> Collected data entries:
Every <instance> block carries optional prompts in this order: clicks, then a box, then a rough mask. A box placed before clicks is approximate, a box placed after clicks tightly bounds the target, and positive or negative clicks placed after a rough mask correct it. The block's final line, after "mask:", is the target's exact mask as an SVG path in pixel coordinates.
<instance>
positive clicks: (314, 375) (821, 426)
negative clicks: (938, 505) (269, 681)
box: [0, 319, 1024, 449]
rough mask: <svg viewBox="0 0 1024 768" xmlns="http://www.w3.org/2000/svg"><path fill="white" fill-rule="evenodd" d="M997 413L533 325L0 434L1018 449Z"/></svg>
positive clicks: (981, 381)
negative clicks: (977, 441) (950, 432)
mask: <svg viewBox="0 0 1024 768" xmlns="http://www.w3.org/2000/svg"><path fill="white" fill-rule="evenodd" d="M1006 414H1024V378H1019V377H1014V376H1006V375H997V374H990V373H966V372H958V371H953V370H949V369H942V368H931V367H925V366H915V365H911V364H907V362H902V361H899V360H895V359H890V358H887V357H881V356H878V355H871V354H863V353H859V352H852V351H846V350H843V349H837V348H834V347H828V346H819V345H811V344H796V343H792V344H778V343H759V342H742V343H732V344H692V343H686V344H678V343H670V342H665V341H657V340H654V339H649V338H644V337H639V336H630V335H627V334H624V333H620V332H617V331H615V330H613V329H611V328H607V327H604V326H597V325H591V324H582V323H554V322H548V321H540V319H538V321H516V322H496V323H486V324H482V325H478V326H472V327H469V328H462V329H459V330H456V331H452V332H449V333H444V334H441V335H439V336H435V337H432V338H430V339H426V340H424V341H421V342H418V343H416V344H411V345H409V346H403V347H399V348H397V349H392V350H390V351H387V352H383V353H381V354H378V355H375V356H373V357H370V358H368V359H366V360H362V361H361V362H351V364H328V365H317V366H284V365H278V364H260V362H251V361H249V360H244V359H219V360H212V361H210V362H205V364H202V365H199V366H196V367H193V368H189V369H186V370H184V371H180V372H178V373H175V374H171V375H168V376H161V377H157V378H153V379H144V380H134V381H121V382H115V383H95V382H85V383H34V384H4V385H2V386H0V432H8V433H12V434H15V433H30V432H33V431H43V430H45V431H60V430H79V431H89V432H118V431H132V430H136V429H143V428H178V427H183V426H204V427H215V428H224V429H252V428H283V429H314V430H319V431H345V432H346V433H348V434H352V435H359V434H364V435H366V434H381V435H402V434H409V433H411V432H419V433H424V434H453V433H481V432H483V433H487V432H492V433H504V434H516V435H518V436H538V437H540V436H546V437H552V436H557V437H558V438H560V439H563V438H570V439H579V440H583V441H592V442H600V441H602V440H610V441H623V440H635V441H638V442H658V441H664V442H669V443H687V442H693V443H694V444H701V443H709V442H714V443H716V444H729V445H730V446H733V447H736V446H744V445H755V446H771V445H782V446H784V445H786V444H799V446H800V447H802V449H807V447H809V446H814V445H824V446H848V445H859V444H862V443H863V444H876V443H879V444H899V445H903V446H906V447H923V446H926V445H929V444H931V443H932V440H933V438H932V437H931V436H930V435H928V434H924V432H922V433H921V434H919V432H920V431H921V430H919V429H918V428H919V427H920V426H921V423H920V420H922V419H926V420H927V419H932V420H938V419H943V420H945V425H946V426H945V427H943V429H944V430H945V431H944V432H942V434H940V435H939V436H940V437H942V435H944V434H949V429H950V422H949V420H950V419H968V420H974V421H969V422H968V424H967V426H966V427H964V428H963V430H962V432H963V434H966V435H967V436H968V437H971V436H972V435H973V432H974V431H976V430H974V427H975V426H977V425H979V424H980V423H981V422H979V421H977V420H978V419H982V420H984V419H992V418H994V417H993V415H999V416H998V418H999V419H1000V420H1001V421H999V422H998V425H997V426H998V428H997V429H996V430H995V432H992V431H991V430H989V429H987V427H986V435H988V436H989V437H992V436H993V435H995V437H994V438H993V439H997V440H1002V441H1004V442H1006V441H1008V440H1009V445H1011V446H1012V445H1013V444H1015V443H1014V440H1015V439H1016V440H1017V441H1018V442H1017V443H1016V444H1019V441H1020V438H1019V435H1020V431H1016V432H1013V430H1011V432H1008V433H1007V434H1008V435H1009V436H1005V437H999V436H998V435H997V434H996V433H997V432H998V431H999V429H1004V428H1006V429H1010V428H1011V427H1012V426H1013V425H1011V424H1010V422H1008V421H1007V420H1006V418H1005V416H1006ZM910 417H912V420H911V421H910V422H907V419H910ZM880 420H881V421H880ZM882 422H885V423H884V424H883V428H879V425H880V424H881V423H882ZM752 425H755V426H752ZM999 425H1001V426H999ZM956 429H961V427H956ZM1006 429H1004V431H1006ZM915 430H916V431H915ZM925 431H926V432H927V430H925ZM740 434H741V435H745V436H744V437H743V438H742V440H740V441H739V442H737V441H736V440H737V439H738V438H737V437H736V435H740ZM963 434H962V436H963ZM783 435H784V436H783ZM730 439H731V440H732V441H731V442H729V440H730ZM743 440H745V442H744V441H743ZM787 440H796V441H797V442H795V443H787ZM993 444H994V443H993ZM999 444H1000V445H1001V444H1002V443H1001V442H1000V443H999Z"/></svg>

> What is required:
Extract every line of the entries above and reproduce each one verbatim, with no changes.

> Exercise answer:
Every <instance> block carries optional prompts in this order: clicks, then a box, then a rough mask. A box placed before clicks is approximate, a box placed after clicks tightly bounds the target, and positive or negative clicks placed after a rough mask correct it. The block's final line, after "mask:", is the target's exact mask as an SVG path in pixel coordinates.
<instance>
positive clicks: (314, 375) (821, 426)
negative clicks: (938, 505) (269, 681)
box: [0, 319, 1024, 449]
rough mask: <svg viewBox="0 0 1024 768" xmlns="http://www.w3.org/2000/svg"><path fill="white" fill-rule="evenodd" d="M997 413L533 325L0 434L1018 449Z"/></svg>
positive clicks: (981, 381)
negative clicks: (977, 441) (950, 432)
mask: <svg viewBox="0 0 1024 768" xmlns="http://www.w3.org/2000/svg"><path fill="white" fill-rule="evenodd" d="M1006 414H1024V378H1019V377H1014V376H1006V375H997V374H990V373H966V372H958V371H953V370H949V369H942V368H931V367H925V366H915V365H911V364H907V362H902V361H899V360H895V359H890V358H887V357H881V356H878V355H871V354H863V353H859V352H852V351H846V350H843V349H837V348H834V347H828V346H819V345H811V344H796V343H792V344H778V343H759V342H742V343H732V344H692V343H686V344H678V343H670V342H665V341H657V340H654V339H649V338H644V337H639V336H630V335H627V334H624V333H620V332H617V331H615V330H613V329H611V328H607V327H604V326H597V325H591V324H582V323H554V322H548V321H540V319H538V321H516V322H496V323H486V324H482V325H478V326H472V327H469V328H462V329H459V330H456V331H452V332H449V333H444V334H441V335H439V336H435V337H432V338H430V339H426V340H424V341H421V342H418V343H416V344H411V345H409V346H403V347H399V348H397V349H392V350H390V351H387V352H383V353H381V354H378V355H375V356H373V357H370V358H368V359H366V360H362V361H361V362H351V364H328V365H317V366H284V365H278V364H260V362H251V361H249V360H244V359H219V360H212V361H210V362H205V364H202V365H199V366H196V367H193V368H189V369H186V370H184V371H180V372H178V373H175V374H171V375H168V376H161V377H157V378H153V379H144V380H134V381H121V382H115V383H95V382H85V383H34V384H4V385H2V386H0V432H8V433H12V434H15V433H30V432H33V431H43V430H45V431H60V430H79V431H89V432H118V431H132V430H136V429H143V428H178V427H183V426H204V427H215V428H224V429H252V428H283V429H314V430H319V431H345V432H346V433H348V434H352V435H359V434H364V435H366V434H381V435H402V434H409V433H411V432H419V433H424V434H453V433H481V432H483V433H487V432H492V433H504V434H516V435H518V436H538V437H540V436H546V437H552V436H557V437H558V438H560V439H563V438H570V439H579V440H583V441H592V442H600V441H602V440H610V441H623V440H635V441H638V442H658V441H664V442H669V443H687V442H693V443H694V444H701V443H709V442H714V443H716V444H729V445H730V446H733V447H736V446H744V445H755V446H771V445H782V446H784V445H786V444H799V446H800V447H802V449H807V447H809V446H814V445H824V446H848V445H859V444H862V443H863V444H876V443H879V444H899V445H903V446H906V447H923V446H926V445H929V444H931V443H932V440H933V438H932V437H931V436H930V435H928V434H924V432H922V433H921V434H919V432H920V431H921V430H919V429H918V428H919V427H920V426H921V423H920V420H922V419H926V420H927V419H932V420H938V419H943V420H945V425H946V426H945V427H943V429H944V430H945V431H944V432H942V434H940V435H939V436H940V437H942V435H944V434H949V429H950V422H949V420H950V419H968V420H974V421H969V422H968V424H967V426H966V427H964V428H963V430H962V432H963V434H966V435H967V436H968V437H971V436H972V435H973V432H974V431H976V430H974V427H975V426H977V425H979V424H980V423H981V422H979V421H977V420H978V419H982V420H984V419H992V418H994V417H993V415H999V416H998V418H999V419H1000V420H1001V421H999V422H998V425H997V426H998V428H997V429H996V430H995V432H992V431H991V430H989V429H987V427H986V435H988V436H989V437H992V436H993V435H995V437H994V438H993V439H997V440H1002V441H1004V442H1006V441H1008V440H1009V445H1011V446H1012V445H1013V444H1015V443H1014V440H1015V439H1016V440H1017V441H1018V442H1017V443H1016V444H1019V441H1020V438H1019V435H1020V431H1016V432H1013V430H1011V432H1008V433H1007V434H1008V435H1009V436H1005V437H999V436H998V435H997V434H996V433H997V432H998V431H999V429H1004V428H1006V429H1010V428H1011V427H1012V426H1013V425H1011V424H1010V422H1008V421H1007V420H1006V418H1005V416H1006ZM910 417H912V420H911V421H910V422H907V419H910ZM880 420H881V421H880ZM882 422H885V423H884V424H883V428H879V425H880V424H881V423H882ZM752 425H755V426H752ZM999 425H1001V426H999ZM956 429H961V427H956ZM1006 429H1004V431H1006ZM915 430H916V431H915ZM925 431H926V432H927V430H925ZM740 434H741V435H745V436H744V437H743V438H742V440H740V441H739V442H737V441H736V440H737V439H738V438H737V437H736V435H740ZM963 434H962V436H963ZM783 435H784V436H783ZM730 439H731V440H732V441H731V442H729V440H730ZM743 440H745V442H744V441H743ZM787 440H796V441H797V442H795V443H787ZM993 444H994V443H993ZM999 444H1000V445H1001V444H1002V443H1001V442H1000V443H999Z"/></svg>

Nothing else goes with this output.